REQUIRED TASK A —
Identify each line of the rows that contains the word "black", and copy those lines.

SOURCE PASSAGE —
──────────
Studio album by Enya
- Released: 7 November 2008
- Recorded: 2006–2008
- Studios: Aigle Studio, Killiney, County Dublin
- Genres: New-age; Celtic; Christmas;
- Length: 45:03
- Labels: Warner Bros. (EU); Reprise (US);
- Producer: Nicky Ryan

Enya chronology
| Sounds of the Season: The Enya Collection (2006) | And Winter Came... (2008) | The Very Best of Enya (2009) |

Singles from And Winter Came
- "Trains and Winter Rains" Released: 10 November 2008;

= And Winter Came... =

And Winter Came... is the seventh studio album by Irish singer and composer Enya, released on 7 November 2008 by Warner Bros. Records internationally and by Reprise Records in the United States on 11 November 2008. After recording new Christmas songs for her fourth EP Sounds of the Season: The Enya Collection (2006), Enya started work on a Christmas album of traditional carols and original tracks, but the idea was changed to a collection of songs with a Christmas or winter theme as it better suited the style of the new material. It was recorded with her longtime collaborators, arranger and producer Nicky Ryan and his wife, lyricist Roma Ryan.

The album received mixed to positive reviews from music critics and became a worldwide success, reaching the top 10 in 21 countries in its first three weeks, including No. 8 on the US Billboard 200 and No. 6 on the UK Albums Chart. The track "Trains and Winter Rains" was the album's only physical single, and was followed by "Dreams Are More Precious", "White Is in the Winter Night", and "My! My! Time Flies!", released as digital downloads. To promote the album, Enya made several interviews, appearances, and live performances. The album has sold over 3 million copies worldwide.

== Background and recording ==
In November 2006, after her promotional tour for her previous studio album Amarantine (2005), Enya put out her fourth EP entitled Sounds of the Season: The Enya Collection, a Christmas-themed release containing new and previously released songs from the special Christmas edition of Amarantine, also released in the same month. For her next studio album Enya decided to record an album of Christmas music, a project that she had wanted to do for some time. She was inspired by the idea as winter is her favourite time of year, calling it "very reflective [...] very calming", during which she spends the most time developing sketches of music that she had put down throughout the year. Initially, Enya approached the project with the idea of combining tracks from the Sounds of the Season EP with some new material, but this was scrapped when an album of songs of a Christmas or winter theme was more attractive as the new music that Enya had developed suited it better. Nicky Ryan added that the album developed into one "based in a winter landscape where Christmas arrives here and there, but it would be wrong to call it an Enya Christmas album."

The album was recorded between 2006 and 2008 with Enya and her longtime collaborators, arranger and producer Nicky Ryan and his wife, lyricist Roma Ryan. It features ten original tracks with lyrics sung in English. As with her previous albums recording took place at Aigle Studio, the Ryans' home studio in Killiney, County Dublin.
──────────
DATA SUPPLIED —
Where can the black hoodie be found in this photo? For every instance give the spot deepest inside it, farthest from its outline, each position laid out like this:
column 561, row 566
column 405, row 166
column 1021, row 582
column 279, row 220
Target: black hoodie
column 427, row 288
──────────
REQUIRED TASK B —
Please condense the paragraph in the And Winter Came... article that begins "The album was recorded between 2006 and 2008" into a short bulleted list of its main facts.

COMPLETE OUTPUT A —
Where can the black hoodie be found in this photo? For every instance give the spot deepest inside it, farthest from its outline, each position laid out like this:
Target: black hoodie

COMPLETE OUTPUT B —
- Recorded between 2006 and 2008 by Enya with her longtime collaborators: arranger and producer Nicky Ryan and his wife, lyricist Roma Ryan.
- Ten original tracks, with lyrics sung in English.
- Recorded, as with her previous albums, at Aigle Studio, the Ryans' home studio in Killiney, County Dublin.